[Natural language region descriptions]
· · ·
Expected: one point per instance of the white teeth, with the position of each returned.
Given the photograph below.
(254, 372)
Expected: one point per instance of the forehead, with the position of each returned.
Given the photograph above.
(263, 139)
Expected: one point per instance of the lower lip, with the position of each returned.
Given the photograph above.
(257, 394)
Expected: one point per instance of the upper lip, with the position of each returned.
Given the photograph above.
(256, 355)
· · ·
# [Exercise directions]
Exactly and only the lines from the line containing "Expected: one point per instance of the forehead, with" through the last line of the entries should be copied, both ends included.

# [Task answer]
Expected: one point per instance of the forehead, with the position of each returned.
Given the photograph above.
(263, 139)
Expected: one point per instance of the lower lip, with the position of each returned.
Given the photograph above.
(257, 394)
Expected: one point per instance of the upper lip, with the position of each returned.
Given the photograph above.
(256, 355)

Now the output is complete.